Problem statement: Restate all of the entries exactly. Any picture in them should be skipped.

━━━━

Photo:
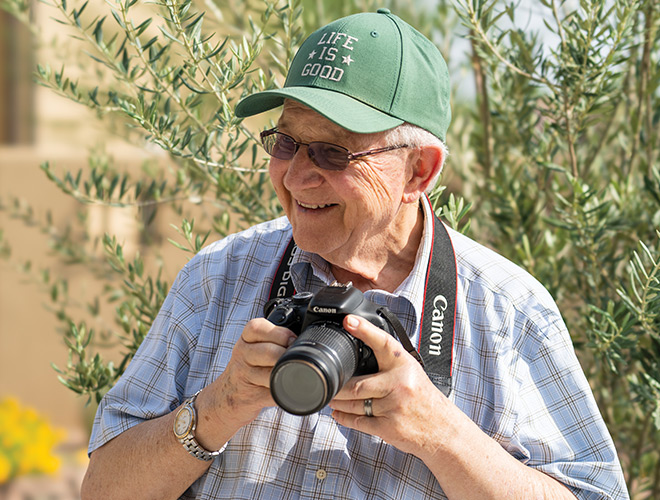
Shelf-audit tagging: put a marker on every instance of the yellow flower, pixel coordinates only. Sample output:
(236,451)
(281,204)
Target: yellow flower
(5,468)
(26,441)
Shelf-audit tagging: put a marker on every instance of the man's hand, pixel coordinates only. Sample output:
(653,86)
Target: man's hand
(404,400)
(237,396)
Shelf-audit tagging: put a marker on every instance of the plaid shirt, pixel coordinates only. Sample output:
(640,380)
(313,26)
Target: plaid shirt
(515,374)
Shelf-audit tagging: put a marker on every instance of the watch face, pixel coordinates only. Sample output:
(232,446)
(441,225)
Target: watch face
(182,422)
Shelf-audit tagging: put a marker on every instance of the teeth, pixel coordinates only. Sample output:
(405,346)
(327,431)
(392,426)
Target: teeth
(313,207)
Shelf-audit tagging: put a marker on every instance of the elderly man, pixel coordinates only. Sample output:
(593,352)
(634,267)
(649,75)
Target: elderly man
(498,407)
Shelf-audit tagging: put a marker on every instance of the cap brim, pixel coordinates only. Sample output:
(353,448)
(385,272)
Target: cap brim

━━━━

The completed task:
Photo:
Shelf-audit tagging: put a marker on every instance of the yellow flower, pixel coordinates only. Sample output:
(236,451)
(281,204)
Target: yellow flower
(5,468)
(26,441)
Shelf-audit tagging: put a marker on every instance of the man's hand, pixel coordinates only. Sample output:
(653,86)
Target: man's hand
(404,400)
(237,396)
Shelf-audit tagging: put a marker on every instance of the plaid shirt, pixel coordinates only. Sample output:
(640,380)
(313,26)
Target: plaid shirt
(515,374)
Shelf-audit tagging: put a marker on every instance of the watch face, pixel coordinates only. Sample output:
(232,446)
(441,225)
Target: watch face
(182,422)
Shelf-audit tagging: put a marker on every instance of the teeth, pixel coordinates only. Sample output:
(405,346)
(327,431)
(392,426)
Target: teeth
(313,207)
Shelf-audit tagging: put a marker on every instance of the elderly man, pixel coordinates only. Sample output:
(593,352)
(634,267)
(649,75)
Target: elderly man
(498,407)
Shelf-audit tagging: put a marker on every instance of the cap brim, pixel coordinates only. Sample output:
(353,448)
(385,272)
Target: cap brim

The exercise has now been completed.